Angelitos en el limbo0
717 14/12/2010, 10:49 deseducativos.com. Antonio Gallego Raus
Me cuenta un camionero que a él no le gusta mucho el GPS. Le parece, cómo no, una herramienta útil para viajar, pero dice que, confiándote a él, no sabes por dónde vas, que no acabas nunca de aprender la ruta. Cierto: con él no hace falta prestar mucha atención a las poblaciones por las que pasas ni a los cambios de vía. Esto me recuerda lo que a mí mismo me pasó hace ya años, cuando estudiaba Psicología por la UNED.
Para pagarme los estudios, trabajé un año de basurero. (Dicho entre paréntesis: Eran otros tiempos, y nada tenía de extraño que los estudiantes fuésemos a la vendimia o buscásemos algún trabajo de media jornada para pagarnos los estudios. Hoy puede observarse un sano cambio de actitud o de mentalidad en nuestros chicos, quienes, seguramente conmovidos por la miseria de los inmigrantes, les dejan a ellos las labores de temporeros y otros trabajos más o menos duros. Son así de solidarios, tal es la democrática educación que han recibido en hogares y escuelas. Ellos, pobrecitos, se conforman, simplemente, con la asignación diaria y los incontables extras sonsacados a sus papás a base de gruñidos, protestas, morros hinchados y sabrosas imprecaciones. Un cambio de mentalidad notable que, por ser eso, un cambio, hemos de celebrar como un inequívoco signo de progreso. Que ya nos dicen sus nuncios que aquél sólo viene de la mano del cambio. Ese cambio de mentalidad de nuestros estudiantes, consistente en no querer trabajar en penosas labores es, cómo no, un extraordinario avance que nosotros, si no fuésemos tan fachas y retrógrados, celebraríamos por todo lo alto.)
Perdón por el excurso. Retomemos el hilo. Todos los días, durante tres horas o más, recorríamos en camión las calles de un pueblo bastante extenso. Un compañero y yo íbamos atrás, en los estribos del vehículo, colocando y descargando los contenedores. Pasaron por los menos 3 meses y yo no me había aprendido el recorrido. Bastaba, claro está, con que lo supiera el chófer. Por de noche, todas las calles parecían iguales, y más al estar iluminadas por una macilenta luz amarilla que lo homogeneizaba todo. No obstante, el motivo principal de que no lo aprendiera era que no le prestaba ninguna atención, o que fuera muy escasa. Iba pensando en mis cosas, descuidado de si ahora tocaba girar a la izquierda, a la derecha o seguir adelante. Por desgracia, el camionero cayó enfermo y cogió la baja durante una larga temporada. Se contrató a uno nuevo, natural de un pueblo vecino, que, como es lógico, desconocía la ruta. Mi compañero sí la conocía, en parte porque era oriundo de la localidad en cuestión. Durante unos días mi compañero hacía señas al nuevo camionero para indicarle qué debía hacer, dónde girar, dónde parar, etc. Pasé vergüenza. Yo no estaba seguro de qué debía hacer el camionero en cada cruce de calles. Pedí disculpas a mi compañero y le prometí prestar atención a la ruta para aprenderla cuanto antes. Así lo hice y, en cuatro o cinco noches, memoricé el recorrido casi por completo. De ese modo, yo también podía indicarle al chófer qué debía hacer (él nos veía por los retrovisores del camión). En unos días de esfuerzo memorístico intenso aprendí lo que no había conseguido aprender durante varios meses de distracción, varios meses de estar en la inopia.

__Material proporcionado__:
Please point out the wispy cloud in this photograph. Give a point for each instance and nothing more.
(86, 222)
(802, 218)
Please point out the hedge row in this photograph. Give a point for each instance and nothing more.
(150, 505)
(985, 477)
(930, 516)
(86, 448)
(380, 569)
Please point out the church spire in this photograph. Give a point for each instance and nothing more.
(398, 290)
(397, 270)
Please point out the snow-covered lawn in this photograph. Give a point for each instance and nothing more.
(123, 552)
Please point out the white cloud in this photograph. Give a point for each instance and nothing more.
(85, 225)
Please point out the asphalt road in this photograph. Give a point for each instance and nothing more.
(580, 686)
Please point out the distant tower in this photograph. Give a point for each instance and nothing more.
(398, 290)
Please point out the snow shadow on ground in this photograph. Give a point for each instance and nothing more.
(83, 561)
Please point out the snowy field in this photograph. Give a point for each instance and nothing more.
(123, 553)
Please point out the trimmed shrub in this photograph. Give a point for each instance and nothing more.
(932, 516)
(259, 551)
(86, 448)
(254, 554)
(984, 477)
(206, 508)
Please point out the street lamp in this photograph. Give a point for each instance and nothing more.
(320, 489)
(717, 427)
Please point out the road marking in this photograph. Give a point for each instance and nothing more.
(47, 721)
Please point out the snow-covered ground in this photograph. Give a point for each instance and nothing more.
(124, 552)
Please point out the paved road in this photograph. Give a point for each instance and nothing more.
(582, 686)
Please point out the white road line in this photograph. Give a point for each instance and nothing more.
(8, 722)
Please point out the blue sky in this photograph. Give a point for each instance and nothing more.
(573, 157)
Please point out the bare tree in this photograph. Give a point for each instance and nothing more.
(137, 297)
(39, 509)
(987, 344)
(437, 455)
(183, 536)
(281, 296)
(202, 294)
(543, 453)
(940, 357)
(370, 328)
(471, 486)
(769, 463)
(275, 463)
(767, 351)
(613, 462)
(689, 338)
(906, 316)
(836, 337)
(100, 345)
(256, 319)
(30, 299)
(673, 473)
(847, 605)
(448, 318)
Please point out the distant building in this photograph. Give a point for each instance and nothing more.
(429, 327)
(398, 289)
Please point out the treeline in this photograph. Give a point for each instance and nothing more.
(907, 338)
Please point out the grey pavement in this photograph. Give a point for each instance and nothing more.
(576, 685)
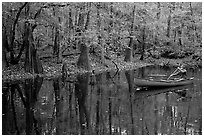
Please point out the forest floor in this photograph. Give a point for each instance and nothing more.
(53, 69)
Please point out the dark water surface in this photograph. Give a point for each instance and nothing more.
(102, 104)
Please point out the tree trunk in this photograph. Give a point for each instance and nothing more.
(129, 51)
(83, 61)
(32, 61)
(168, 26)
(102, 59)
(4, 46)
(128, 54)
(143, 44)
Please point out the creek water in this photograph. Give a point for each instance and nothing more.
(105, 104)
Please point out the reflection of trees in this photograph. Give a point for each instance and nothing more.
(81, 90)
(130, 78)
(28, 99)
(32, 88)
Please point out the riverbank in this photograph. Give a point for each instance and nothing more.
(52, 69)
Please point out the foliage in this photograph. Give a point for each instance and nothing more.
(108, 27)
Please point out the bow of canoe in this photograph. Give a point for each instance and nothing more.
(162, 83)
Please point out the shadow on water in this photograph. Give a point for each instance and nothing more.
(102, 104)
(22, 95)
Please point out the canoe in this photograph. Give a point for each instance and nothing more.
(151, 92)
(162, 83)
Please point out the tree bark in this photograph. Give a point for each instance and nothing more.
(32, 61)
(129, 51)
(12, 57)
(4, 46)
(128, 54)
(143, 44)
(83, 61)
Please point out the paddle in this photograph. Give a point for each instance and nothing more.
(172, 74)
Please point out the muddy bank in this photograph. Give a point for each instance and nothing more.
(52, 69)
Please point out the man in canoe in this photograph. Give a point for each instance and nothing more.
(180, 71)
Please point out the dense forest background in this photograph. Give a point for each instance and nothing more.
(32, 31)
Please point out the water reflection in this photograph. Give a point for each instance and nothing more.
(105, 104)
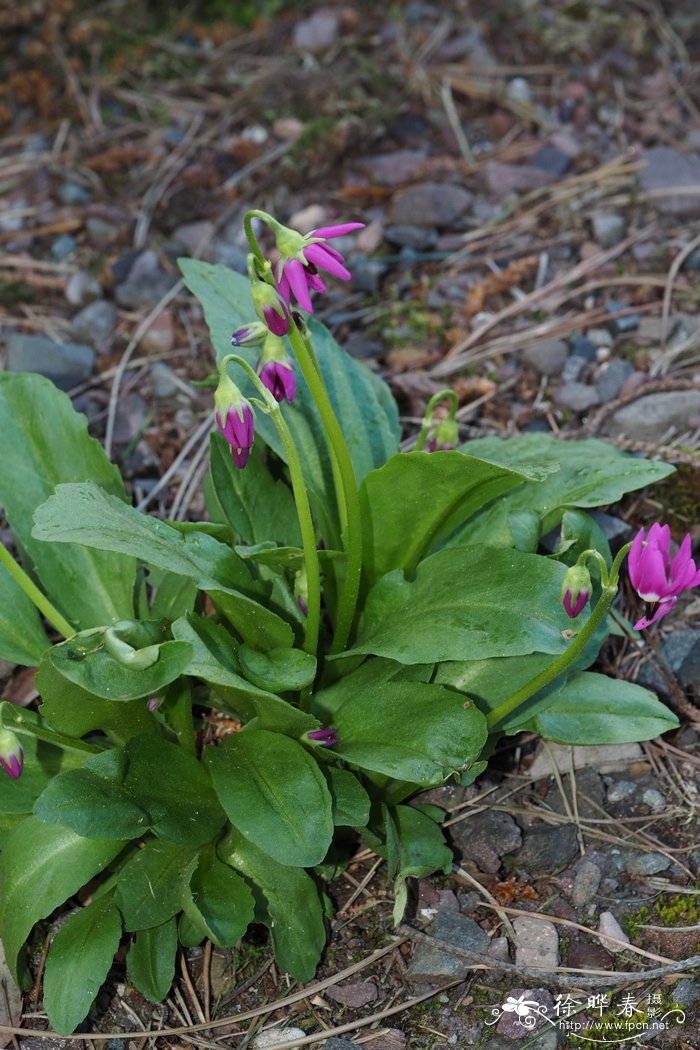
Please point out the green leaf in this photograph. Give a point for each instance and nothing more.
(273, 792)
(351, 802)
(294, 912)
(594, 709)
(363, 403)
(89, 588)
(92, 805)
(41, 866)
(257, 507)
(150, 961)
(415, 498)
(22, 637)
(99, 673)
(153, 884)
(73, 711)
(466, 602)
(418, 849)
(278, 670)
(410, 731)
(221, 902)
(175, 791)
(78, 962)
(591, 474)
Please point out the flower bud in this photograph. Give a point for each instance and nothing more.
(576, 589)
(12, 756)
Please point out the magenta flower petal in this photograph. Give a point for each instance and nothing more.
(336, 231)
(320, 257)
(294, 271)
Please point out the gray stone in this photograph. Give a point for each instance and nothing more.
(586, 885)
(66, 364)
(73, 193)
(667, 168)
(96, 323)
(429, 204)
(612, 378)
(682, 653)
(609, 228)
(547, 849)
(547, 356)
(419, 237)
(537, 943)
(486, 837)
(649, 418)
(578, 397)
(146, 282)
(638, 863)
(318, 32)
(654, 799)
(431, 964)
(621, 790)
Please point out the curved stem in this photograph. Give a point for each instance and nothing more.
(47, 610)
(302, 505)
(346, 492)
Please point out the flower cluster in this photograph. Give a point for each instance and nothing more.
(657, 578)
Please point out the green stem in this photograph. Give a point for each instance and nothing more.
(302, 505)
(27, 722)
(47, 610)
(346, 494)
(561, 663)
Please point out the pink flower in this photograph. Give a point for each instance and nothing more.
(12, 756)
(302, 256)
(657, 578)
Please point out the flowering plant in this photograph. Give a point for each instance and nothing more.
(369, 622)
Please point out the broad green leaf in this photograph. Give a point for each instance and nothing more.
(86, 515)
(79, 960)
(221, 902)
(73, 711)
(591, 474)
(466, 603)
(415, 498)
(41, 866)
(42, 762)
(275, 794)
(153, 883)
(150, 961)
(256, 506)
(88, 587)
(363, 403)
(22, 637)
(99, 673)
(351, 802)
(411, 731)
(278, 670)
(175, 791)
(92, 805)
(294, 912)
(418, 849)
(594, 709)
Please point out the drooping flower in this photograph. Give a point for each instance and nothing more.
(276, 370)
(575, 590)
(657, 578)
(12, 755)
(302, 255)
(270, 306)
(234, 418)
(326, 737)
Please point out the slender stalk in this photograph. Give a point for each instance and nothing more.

__Consigna 1__:
Responde a estas preguntas sobre el artículo de la ruta del camión de la basura:
(a) ¿Qué carrera estudiaba quien narra, y en qué universidad?
(b) ¿Cuánto tiempo dedicaban cada día a recorrer las calles del pueblo en el camión?
(c) ¿En cuántas noches logró memorizar casi todo el recorrido?
__Consigna 2__:
¿Podrías continuar el artículo de la ruta del camión de la basura a partir de su última frase?
El material no guarda ninguna relación con el texto seleccionado.

__Respuesta escrita 1__:
(a) Psicología, en la UNED.
(b) Tres horas o más.
(c) En cuatro o cinco noches.

__Respuesta escrita 2__:
2
Me cuenta un amigo, profesor de música en su propia academia, que muchos de los padres que llevan allí a sus hijos, se quejan amargamente de que a éstos les mandan muchos deberes para casa. ¿Es así? (Estos padres son de Valencia; lo digo por si la información fuera pertinente.) A mí me extraña. Hace unos años, una asociación de padres de mi pueblo (de Albacete), me encargó estar al frente de un curso en que unos quince críos, tanto de Primaria como de Secundaria, debían hacer los deberes y estudiar. Tenían dos horas, de las 18 a las 20. Digo que me extraña porque la mayoría de los días casi todos los alumnos acababan sus deberes en poco más de una hora u hora y media. Rara vez precisaron las dos. Si esto mismo sucede en Valencia, ¿por qué se quejan tanto los padres que llevan a sus hijos a la academia de mi amigo? Creo saber por qué.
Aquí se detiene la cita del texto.